## Required action
Going through the data below, tally every line where the string "person" occurs, then give only the tally.
Data to examine Start Marker
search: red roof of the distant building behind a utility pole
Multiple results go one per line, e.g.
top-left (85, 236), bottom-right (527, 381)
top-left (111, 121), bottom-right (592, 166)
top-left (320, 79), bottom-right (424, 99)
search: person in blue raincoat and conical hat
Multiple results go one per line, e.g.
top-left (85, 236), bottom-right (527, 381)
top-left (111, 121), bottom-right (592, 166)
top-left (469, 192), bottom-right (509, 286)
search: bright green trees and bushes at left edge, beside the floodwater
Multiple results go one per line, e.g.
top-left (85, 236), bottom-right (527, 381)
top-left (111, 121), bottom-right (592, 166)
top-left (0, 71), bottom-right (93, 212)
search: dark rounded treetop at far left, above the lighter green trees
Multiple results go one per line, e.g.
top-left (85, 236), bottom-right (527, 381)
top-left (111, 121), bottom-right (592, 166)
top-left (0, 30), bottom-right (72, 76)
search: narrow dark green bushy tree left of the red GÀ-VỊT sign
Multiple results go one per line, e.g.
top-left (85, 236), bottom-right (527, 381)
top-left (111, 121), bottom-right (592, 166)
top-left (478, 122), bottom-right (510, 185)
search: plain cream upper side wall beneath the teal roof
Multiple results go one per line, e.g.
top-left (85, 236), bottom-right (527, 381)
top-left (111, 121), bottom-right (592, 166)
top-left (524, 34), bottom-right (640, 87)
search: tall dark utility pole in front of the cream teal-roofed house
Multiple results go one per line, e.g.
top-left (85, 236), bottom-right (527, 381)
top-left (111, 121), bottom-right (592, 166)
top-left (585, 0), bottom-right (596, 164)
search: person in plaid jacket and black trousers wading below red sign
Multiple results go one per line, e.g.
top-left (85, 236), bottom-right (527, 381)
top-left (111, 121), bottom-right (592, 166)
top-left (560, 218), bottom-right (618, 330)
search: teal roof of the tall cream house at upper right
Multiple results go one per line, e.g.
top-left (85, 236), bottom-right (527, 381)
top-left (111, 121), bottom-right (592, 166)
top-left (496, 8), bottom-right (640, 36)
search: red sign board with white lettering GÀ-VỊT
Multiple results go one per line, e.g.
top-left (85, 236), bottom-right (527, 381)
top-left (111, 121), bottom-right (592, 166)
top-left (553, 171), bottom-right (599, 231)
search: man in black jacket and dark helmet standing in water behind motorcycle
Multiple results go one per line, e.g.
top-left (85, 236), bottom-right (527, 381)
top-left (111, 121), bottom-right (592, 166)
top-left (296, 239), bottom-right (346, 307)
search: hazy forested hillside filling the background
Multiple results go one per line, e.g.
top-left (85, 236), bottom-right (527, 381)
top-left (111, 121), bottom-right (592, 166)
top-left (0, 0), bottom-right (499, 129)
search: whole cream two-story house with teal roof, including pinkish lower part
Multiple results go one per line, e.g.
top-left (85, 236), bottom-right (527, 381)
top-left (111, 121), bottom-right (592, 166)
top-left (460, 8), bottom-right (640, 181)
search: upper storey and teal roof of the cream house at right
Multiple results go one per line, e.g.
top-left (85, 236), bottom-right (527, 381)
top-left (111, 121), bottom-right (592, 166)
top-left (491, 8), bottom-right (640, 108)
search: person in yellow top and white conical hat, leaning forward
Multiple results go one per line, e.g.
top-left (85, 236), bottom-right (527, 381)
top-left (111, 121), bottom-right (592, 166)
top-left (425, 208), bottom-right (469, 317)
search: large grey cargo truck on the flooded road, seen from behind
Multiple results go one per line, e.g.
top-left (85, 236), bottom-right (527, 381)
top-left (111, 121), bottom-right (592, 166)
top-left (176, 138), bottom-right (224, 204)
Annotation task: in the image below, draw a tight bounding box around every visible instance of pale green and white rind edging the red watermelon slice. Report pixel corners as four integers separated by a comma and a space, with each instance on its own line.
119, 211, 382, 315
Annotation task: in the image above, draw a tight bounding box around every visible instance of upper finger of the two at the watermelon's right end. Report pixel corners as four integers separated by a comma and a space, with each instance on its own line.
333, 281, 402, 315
Data to examine End Marker
## Reply
3